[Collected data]
·····

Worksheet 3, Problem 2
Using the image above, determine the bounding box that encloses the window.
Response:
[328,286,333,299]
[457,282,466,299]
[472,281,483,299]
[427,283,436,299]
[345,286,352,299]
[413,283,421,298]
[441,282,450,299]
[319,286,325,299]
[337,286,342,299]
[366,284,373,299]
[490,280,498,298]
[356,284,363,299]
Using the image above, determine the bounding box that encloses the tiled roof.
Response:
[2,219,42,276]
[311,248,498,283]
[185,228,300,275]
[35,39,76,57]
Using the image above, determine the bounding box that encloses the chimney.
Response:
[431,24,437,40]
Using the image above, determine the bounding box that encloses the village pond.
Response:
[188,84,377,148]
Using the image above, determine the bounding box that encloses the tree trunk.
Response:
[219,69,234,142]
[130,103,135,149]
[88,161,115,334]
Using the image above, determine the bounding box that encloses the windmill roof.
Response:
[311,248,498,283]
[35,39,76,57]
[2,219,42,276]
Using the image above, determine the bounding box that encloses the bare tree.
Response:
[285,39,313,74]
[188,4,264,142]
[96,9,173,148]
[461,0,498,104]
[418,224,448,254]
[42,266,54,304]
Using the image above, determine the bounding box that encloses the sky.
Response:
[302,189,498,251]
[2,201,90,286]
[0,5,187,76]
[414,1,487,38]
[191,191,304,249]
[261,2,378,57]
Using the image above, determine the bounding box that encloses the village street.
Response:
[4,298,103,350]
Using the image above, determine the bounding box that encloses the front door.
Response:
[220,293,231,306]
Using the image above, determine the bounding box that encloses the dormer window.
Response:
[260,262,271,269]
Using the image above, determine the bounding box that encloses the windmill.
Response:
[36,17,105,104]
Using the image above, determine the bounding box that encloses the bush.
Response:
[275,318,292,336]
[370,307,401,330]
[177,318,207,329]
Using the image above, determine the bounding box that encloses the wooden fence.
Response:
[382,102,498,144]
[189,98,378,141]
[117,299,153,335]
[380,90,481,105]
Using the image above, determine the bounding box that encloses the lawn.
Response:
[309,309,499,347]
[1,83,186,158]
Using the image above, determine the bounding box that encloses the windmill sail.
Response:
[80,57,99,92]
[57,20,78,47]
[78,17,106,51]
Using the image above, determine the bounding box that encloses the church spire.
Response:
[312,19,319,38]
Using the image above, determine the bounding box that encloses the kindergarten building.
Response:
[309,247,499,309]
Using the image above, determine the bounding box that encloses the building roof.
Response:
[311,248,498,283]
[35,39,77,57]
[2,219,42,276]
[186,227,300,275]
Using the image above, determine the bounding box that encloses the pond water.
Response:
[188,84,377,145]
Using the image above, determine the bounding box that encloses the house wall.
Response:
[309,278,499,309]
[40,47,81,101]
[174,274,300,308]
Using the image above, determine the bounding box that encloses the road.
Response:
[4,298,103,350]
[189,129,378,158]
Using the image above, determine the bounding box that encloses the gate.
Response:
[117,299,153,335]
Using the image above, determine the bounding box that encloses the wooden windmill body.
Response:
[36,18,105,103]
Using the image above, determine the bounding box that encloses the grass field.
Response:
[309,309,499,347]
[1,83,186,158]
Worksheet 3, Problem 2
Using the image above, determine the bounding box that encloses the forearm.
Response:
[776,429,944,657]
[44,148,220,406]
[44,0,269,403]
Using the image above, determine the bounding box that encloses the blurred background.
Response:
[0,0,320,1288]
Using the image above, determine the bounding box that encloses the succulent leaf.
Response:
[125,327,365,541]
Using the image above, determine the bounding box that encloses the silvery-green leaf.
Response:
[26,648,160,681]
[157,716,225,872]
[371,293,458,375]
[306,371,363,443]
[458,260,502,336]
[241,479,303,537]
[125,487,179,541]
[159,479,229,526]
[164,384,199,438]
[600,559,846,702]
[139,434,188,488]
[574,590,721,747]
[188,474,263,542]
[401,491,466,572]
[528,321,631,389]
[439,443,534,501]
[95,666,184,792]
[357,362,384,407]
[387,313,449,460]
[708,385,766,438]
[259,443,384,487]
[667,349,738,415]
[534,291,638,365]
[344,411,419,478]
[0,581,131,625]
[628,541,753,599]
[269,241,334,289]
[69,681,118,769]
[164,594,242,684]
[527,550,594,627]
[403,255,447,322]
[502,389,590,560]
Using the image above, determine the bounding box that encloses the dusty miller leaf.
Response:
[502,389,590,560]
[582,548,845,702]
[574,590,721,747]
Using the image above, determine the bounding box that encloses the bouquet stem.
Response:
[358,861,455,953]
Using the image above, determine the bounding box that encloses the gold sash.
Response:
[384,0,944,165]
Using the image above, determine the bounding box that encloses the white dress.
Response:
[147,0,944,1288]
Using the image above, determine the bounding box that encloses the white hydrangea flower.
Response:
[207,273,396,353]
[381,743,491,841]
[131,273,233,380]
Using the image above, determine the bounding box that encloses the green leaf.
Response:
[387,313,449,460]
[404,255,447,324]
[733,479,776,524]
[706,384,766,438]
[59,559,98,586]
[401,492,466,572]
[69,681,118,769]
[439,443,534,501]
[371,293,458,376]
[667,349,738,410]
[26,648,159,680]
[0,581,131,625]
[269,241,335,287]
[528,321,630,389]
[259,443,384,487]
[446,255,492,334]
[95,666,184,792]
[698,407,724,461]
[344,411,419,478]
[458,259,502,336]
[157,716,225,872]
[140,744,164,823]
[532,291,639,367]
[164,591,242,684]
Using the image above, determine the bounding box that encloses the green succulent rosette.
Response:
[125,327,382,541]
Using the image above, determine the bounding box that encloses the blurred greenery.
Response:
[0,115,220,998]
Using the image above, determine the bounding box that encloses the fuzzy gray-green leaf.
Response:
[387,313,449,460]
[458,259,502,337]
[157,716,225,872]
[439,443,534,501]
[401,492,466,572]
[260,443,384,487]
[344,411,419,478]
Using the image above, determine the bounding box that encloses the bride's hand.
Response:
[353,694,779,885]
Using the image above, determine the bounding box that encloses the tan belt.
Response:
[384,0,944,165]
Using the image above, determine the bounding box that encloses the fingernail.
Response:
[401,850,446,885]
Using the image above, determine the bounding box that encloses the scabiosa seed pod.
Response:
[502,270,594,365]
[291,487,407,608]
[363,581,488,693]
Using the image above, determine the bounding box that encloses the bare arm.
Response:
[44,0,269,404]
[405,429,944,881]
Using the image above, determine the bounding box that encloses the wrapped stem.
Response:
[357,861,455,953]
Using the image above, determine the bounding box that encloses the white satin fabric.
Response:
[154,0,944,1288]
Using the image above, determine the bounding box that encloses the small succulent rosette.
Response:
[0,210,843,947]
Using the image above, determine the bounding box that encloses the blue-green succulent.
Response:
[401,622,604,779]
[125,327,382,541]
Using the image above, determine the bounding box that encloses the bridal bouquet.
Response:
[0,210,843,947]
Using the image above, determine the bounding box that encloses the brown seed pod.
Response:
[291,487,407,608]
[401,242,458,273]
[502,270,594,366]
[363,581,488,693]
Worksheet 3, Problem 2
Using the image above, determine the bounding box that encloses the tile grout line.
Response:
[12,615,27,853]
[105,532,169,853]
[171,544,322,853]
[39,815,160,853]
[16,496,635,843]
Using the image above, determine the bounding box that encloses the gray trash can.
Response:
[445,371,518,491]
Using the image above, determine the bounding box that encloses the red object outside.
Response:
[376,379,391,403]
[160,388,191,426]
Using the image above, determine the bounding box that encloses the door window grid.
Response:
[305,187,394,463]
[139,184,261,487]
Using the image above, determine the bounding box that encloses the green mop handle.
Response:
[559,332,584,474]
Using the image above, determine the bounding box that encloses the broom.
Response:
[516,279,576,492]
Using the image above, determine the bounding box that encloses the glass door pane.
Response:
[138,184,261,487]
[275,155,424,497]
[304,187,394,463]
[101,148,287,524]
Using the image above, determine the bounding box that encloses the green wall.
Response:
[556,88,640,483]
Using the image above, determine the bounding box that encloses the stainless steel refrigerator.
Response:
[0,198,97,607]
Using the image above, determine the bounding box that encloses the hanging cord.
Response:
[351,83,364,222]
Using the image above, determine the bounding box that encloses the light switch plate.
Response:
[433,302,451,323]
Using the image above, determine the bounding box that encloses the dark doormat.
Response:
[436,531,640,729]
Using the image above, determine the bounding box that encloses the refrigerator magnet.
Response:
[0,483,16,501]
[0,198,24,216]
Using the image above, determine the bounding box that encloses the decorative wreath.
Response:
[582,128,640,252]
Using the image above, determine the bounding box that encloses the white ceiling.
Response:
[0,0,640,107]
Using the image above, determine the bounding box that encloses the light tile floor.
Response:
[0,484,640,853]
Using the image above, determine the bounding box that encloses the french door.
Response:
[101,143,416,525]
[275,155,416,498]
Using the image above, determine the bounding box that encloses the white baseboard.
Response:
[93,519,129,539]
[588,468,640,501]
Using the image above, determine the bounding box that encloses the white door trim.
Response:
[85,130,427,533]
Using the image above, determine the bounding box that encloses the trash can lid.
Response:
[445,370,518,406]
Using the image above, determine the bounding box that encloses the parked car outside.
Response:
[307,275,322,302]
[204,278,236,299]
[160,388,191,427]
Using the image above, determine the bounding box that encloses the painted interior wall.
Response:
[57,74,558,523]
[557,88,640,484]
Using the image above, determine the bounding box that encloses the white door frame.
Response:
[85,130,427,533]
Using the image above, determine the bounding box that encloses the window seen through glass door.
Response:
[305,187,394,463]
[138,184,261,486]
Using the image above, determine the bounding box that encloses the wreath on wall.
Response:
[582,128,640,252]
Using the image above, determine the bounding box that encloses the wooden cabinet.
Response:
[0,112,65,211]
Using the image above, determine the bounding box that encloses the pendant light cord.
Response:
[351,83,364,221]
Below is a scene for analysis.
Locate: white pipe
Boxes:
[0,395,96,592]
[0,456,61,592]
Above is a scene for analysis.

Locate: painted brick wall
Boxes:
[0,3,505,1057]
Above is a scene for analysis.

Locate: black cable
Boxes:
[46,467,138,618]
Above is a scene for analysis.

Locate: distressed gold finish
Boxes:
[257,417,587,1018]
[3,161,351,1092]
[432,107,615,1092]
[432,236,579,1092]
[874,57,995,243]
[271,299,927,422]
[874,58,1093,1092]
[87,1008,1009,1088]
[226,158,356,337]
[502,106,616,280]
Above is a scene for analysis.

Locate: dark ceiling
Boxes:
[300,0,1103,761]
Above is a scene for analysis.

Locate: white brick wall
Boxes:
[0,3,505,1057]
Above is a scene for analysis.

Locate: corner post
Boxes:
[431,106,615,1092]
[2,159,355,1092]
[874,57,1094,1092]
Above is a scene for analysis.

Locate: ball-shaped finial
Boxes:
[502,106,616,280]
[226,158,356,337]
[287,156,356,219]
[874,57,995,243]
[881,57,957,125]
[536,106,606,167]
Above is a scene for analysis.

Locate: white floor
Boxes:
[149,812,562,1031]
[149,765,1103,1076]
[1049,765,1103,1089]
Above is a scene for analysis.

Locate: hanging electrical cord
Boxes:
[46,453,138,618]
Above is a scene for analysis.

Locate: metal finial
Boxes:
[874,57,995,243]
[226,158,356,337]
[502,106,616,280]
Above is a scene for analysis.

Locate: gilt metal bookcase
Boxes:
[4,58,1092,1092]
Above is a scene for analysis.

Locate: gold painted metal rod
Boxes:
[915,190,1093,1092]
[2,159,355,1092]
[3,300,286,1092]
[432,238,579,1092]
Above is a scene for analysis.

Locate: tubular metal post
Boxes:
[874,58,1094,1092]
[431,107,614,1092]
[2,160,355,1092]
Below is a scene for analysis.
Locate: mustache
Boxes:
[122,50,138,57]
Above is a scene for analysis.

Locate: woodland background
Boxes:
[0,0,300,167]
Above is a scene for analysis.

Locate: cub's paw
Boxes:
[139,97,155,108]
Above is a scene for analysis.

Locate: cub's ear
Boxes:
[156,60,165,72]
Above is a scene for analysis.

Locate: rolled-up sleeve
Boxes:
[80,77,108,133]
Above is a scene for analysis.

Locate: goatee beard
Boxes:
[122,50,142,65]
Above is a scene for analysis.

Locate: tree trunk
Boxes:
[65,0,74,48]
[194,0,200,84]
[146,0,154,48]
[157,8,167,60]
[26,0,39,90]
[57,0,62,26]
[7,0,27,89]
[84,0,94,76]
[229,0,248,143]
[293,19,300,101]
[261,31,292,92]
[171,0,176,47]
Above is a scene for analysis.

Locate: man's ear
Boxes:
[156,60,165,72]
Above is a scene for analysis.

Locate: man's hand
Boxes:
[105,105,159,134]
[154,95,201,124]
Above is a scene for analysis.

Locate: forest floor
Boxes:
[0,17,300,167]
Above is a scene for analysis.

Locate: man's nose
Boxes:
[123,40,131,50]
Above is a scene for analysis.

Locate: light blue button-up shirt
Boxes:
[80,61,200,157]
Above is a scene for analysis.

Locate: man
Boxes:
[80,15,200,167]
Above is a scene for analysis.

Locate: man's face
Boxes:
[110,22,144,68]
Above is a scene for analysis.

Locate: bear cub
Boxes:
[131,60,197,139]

·····

_GOAL_
Reproduce word for word the lines starting with the line that contains "green succulent rosette." and going on through the line that contains "[445,371,518,491]", including both of those lines.

_WORKED SOLUTION_
Using the image above, determine the bounding box that encloses the green succulent rosette.
Response:
[125,327,382,541]
Using the image above, determine the bounding box that encloses the blurred greenery.
Response:
[0,115,220,998]
Using the image above, determine the bounding box that encloses the fuzzy gray-green leaf.
Response:
[387,313,449,460]
[458,259,502,337]
[157,716,225,872]
[439,443,534,501]
[401,492,466,572]
[260,443,384,487]
[344,411,419,478]
Using the image above, determine the bounding box that encloses the bride's hand.
Response:
[353,694,779,885]
Using the image above, determine the bounding box that encloses the tan belt.
Response:
[384,0,944,165]
Using the image above, determine the bounding box that encloses the fingernail.
Response:
[401,850,446,885]
Using the image above, determine the bounding box that encloses the scabiosa seed pod.
Response:
[502,270,594,365]
[291,487,407,608]
[363,581,488,693]
Using the image above, determine the bounding box that encloses the bare arm.
Response:
[44,0,269,404]
[405,429,944,881]
Using the image above, determine the bounding box that encloses the wrapped stem.
Response:
[357,861,455,953]
Using the image above, determine the bounding box that encloses the white satin fabric.
Response:
[154,0,944,1288]
Using the image above, determine the bounding box that encloses the small succulent rosette.
Response:
[0,210,843,947]
Using the image above, determine the bounding box that encloses the blue-green succulent.
Response:
[401,622,604,779]
[125,327,382,541]
Using the image above, determine the bounding box that encloses the bridal bouquet.
Response:
[0,210,843,947]
Using the image above, determine the bounding box that encloses the brown seed pod.
Response:
[291,487,407,608]
[401,242,458,273]
[502,270,594,366]
[363,581,488,693]
Worksheet 3, Problem 2
Using the image above, determine the bounding box that encloses the tile grout line.
Response:
[12,615,27,853]
[105,532,169,853]
[171,544,322,853]
[39,815,160,853]
[16,496,635,843]
Using the image above, determine the bounding box that encloses the gray trash can.
Response:
[445,371,518,491]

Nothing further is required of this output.